A run of items
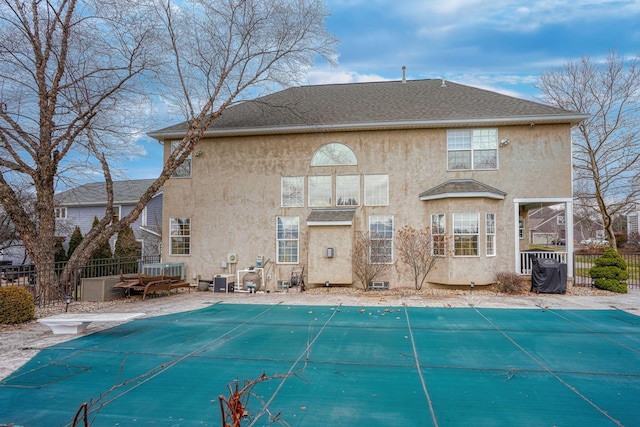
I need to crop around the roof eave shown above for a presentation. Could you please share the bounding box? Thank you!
[147,113,589,141]
[420,191,505,201]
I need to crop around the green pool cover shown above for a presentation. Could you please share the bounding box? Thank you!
[0,304,640,427]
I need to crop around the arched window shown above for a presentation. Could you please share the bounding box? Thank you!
[311,142,358,166]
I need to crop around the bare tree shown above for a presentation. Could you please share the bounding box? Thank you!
[351,232,391,291]
[538,52,640,248]
[0,0,336,294]
[396,225,446,290]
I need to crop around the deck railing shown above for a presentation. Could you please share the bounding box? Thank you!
[520,251,640,288]
[0,255,160,307]
[520,251,567,274]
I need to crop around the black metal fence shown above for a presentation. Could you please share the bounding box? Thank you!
[0,255,160,307]
[573,252,640,288]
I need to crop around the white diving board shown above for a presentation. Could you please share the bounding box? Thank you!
[38,313,144,334]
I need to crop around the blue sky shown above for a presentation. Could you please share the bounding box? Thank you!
[126,0,640,179]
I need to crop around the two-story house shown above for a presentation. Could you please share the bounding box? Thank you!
[150,79,586,289]
[55,179,163,256]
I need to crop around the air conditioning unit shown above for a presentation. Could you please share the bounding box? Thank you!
[369,282,389,290]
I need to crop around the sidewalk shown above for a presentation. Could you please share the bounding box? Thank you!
[0,288,640,378]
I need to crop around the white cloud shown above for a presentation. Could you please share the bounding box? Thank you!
[307,67,389,85]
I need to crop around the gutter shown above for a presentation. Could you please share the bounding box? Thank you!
[147,113,589,141]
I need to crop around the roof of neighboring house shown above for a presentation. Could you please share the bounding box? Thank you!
[420,179,507,200]
[56,179,162,206]
[149,79,588,139]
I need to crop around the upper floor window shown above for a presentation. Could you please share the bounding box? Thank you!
[447,129,498,170]
[364,175,389,206]
[171,141,191,178]
[311,142,358,166]
[309,175,333,207]
[111,206,122,223]
[276,216,300,264]
[54,208,67,219]
[627,213,640,234]
[485,213,496,256]
[369,215,393,264]
[336,175,360,206]
[280,176,304,207]
[453,213,480,256]
[169,218,191,255]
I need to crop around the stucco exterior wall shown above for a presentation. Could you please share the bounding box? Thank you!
[162,125,571,289]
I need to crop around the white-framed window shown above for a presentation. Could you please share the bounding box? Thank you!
[111,206,122,223]
[171,141,191,178]
[364,175,389,206]
[447,129,498,170]
[169,218,191,255]
[453,213,480,256]
[336,175,360,206]
[276,216,300,264]
[431,214,447,256]
[311,142,358,166]
[485,213,496,256]
[54,207,67,219]
[627,212,640,234]
[309,175,333,207]
[369,215,393,264]
[280,176,304,208]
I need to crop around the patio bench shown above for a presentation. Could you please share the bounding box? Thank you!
[38,313,144,334]
[142,276,191,300]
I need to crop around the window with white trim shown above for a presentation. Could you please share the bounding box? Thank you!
[453,213,480,256]
[447,129,498,170]
[169,218,191,255]
[627,213,640,234]
[431,214,447,256]
[171,141,191,178]
[111,206,122,223]
[280,176,304,208]
[369,215,393,264]
[364,175,389,206]
[311,142,358,166]
[485,213,496,256]
[54,208,67,219]
[276,216,300,264]
[336,175,360,206]
[309,175,333,207]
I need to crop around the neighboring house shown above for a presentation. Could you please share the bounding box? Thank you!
[55,179,163,256]
[150,80,587,289]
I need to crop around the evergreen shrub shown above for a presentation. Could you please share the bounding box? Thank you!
[0,286,36,325]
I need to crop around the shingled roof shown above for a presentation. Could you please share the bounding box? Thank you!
[55,179,162,206]
[420,179,507,200]
[149,79,587,139]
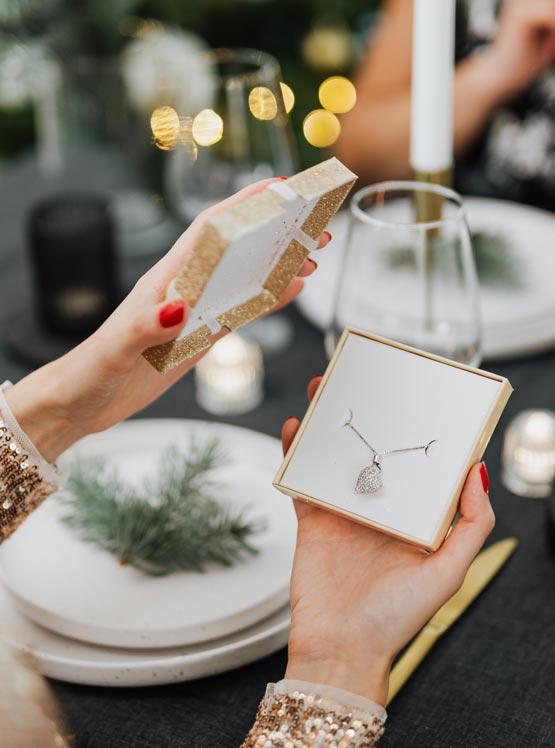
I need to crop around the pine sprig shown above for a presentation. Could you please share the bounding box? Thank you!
[384,231,525,290]
[63,439,263,576]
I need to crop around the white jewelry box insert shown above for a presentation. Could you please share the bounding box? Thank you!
[274,328,512,550]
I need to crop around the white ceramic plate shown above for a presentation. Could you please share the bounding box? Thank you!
[0,584,290,687]
[297,197,555,359]
[0,419,296,649]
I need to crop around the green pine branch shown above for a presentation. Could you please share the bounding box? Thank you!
[63,440,263,575]
[384,231,525,290]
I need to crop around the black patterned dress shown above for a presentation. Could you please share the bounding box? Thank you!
[455,0,555,210]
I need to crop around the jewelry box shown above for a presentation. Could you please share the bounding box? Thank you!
[274,328,512,551]
[143,158,357,373]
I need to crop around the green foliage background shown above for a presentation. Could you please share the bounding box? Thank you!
[0,0,381,165]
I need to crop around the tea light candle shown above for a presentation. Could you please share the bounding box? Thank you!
[502,410,555,498]
[195,333,264,416]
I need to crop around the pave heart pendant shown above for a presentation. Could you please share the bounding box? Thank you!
[355,462,383,494]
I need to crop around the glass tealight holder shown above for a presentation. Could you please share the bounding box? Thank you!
[501,410,555,498]
[195,333,264,416]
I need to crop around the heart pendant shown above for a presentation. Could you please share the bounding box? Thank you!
[355,462,383,494]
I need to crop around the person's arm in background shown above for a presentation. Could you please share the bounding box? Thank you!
[336,0,555,182]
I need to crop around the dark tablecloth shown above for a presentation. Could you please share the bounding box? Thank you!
[0,156,555,748]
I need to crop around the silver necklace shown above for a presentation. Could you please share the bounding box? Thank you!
[341,408,437,494]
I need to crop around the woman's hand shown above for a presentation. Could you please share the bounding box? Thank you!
[482,0,555,98]
[282,377,494,705]
[6,180,330,461]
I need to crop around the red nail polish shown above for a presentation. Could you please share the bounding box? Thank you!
[158,299,185,327]
[480,462,489,493]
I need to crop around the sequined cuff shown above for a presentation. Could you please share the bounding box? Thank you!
[0,382,60,543]
[241,683,384,748]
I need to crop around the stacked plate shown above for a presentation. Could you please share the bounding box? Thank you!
[297,198,555,359]
[0,419,296,686]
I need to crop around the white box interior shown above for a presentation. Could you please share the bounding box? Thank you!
[280,333,503,546]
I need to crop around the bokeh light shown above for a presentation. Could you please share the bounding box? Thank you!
[191,109,224,146]
[180,117,198,161]
[279,82,295,114]
[150,106,181,151]
[249,86,277,120]
[303,109,341,148]
[318,75,357,114]
[301,26,353,71]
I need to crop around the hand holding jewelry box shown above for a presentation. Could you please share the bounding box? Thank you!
[274,328,512,550]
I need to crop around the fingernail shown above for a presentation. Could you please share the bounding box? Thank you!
[158,299,185,327]
[480,462,489,493]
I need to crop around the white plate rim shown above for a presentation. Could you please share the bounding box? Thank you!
[0,418,296,651]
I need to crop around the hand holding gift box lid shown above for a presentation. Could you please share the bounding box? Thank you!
[144,158,356,373]
[274,328,512,550]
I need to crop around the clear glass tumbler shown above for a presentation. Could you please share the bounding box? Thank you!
[326,181,481,366]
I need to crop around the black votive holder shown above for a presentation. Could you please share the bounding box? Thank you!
[28,192,118,336]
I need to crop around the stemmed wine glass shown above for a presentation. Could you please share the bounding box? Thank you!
[326,181,481,366]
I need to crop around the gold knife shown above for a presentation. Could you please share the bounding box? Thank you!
[387,538,518,704]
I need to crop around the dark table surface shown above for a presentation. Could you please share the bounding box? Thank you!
[0,155,555,748]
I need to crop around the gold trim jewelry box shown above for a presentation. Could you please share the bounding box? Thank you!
[144,158,357,373]
[274,328,512,551]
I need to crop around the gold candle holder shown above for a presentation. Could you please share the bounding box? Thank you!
[414,166,453,330]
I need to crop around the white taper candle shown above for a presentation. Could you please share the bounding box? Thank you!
[411,0,455,173]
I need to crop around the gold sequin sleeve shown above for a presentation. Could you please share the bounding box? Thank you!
[241,684,384,748]
[0,382,60,543]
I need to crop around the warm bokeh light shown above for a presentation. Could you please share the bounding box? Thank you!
[180,117,198,161]
[249,86,277,120]
[303,109,341,148]
[192,109,224,146]
[150,106,181,151]
[279,82,295,114]
[301,26,353,70]
[318,75,357,114]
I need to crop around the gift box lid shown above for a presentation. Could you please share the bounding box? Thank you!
[144,158,356,372]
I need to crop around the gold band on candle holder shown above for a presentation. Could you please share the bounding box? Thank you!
[414,167,453,223]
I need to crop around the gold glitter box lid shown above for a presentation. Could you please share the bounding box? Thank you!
[144,158,356,373]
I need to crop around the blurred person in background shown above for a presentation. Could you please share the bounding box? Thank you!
[337,0,555,210]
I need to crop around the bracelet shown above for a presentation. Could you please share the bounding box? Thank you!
[0,382,61,542]
[241,684,384,748]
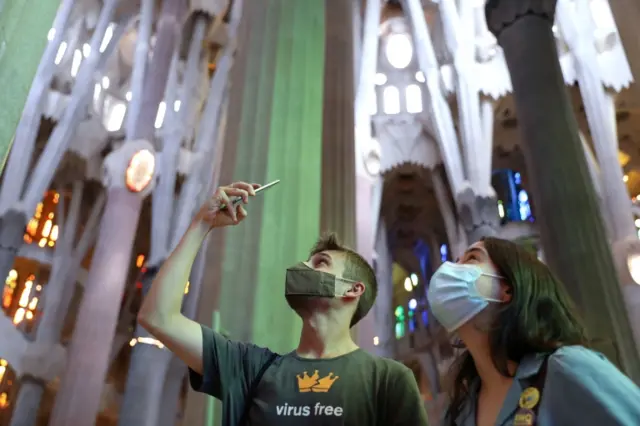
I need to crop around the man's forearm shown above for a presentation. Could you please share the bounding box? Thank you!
[138,222,209,328]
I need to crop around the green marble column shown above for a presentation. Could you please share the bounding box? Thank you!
[320,0,356,249]
[0,0,60,171]
[204,0,324,351]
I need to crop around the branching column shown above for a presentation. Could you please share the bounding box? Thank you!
[50,0,184,426]
[486,0,640,381]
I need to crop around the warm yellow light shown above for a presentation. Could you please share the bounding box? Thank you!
[404,277,413,291]
[13,308,26,325]
[129,337,164,349]
[42,219,53,237]
[125,149,156,192]
[0,392,9,409]
[29,297,38,311]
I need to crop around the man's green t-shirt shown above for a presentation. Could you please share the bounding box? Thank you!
[189,326,427,426]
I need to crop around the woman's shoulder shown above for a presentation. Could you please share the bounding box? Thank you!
[550,345,608,363]
[548,345,632,385]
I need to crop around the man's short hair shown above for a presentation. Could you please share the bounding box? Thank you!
[309,233,378,327]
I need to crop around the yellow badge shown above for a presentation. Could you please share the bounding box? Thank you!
[520,388,540,410]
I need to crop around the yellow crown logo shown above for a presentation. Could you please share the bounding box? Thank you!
[296,370,340,392]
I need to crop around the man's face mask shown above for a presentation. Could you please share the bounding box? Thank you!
[284,262,357,298]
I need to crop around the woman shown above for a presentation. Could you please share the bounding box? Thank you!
[428,238,640,426]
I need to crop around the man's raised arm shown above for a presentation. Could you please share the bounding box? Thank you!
[138,183,257,374]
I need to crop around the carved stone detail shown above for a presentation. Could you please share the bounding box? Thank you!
[374,116,442,173]
[485,0,557,37]
[458,188,500,244]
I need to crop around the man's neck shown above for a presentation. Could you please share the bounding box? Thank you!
[296,313,358,359]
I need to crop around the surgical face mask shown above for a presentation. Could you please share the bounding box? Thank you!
[427,262,502,333]
[284,262,357,298]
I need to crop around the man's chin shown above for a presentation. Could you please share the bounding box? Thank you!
[285,296,331,317]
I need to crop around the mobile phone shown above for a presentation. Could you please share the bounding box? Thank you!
[222,179,280,209]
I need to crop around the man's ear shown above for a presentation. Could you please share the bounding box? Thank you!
[345,283,367,297]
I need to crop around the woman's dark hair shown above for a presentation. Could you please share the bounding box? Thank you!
[445,238,588,425]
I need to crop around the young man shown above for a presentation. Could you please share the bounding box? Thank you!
[138,183,427,426]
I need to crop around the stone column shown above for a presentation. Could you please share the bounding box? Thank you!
[486,0,640,381]
[609,0,640,102]
[49,186,147,426]
[369,221,394,358]
[50,0,184,416]
[320,0,356,248]
[352,0,382,351]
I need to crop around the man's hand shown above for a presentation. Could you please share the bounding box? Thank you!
[195,182,260,229]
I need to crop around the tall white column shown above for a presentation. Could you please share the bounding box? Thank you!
[372,221,394,358]
[557,0,637,241]
[556,0,640,349]
[352,0,382,350]
[440,0,499,242]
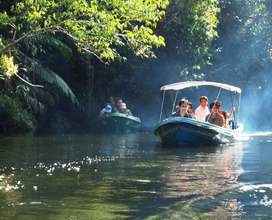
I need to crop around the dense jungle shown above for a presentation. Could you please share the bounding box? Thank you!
[0,0,272,135]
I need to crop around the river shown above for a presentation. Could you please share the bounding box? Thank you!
[0,132,272,220]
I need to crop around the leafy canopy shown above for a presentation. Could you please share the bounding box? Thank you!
[0,0,168,60]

**What to do**. Repeat word for word the lines of the items above, starting with the line that contains "I need to crop around the surgical" and going on through the line that contains "[440,0,499,242]", with both of those lines included.

**Written response**.
I need to crop around the surgical face mask shown above for a presentation. Could you please share the bounding box? Thank you!
[427,262,502,333]
[284,262,357,298]
I need to crop around the man's chin shown above for a presentation. Could you please share the bounding box? Thank you!
[285,296,331,317]
I need to crop around the mobile phone shown above for a presentation. Could you please share the bounding box? Thank you!
[222,179,280,209]
I need to crop around the man's ear shown above for a presentation. Could you please share the bounding box? Thank you!
[345,283,367,297]
I need to crop around the woman's dark hair shown above for a presentation. Could you please share the bounding box? Thank you!
[445,238,588,425]
I need to crop around the young man shown above for a presentation. Could you please share the bounding box? Thank you!
[138,183,427,426]
I need to crop around the stone column shown above for a presentation. Could you please share the bounding box? Thank you!
[486,0,640,381]
[609,0,640,102]
[49,186,147,426]
[369,221,394,358]
[50,0,184,416]
[320,0,356,248]
[352,0,382,351]
I need to crop around the man's hand shown above for a presentation. Could you please share the bounding box? Thank you!
[195,182,260,229]
I need to crop around the tall white column shown above for a presentation. Could you please share the bounding box? Thank you!
[372,221,394,358]
[557,0,637,241]
[556,0,640,349]
[352,0,382,350]
[440,0,499,242]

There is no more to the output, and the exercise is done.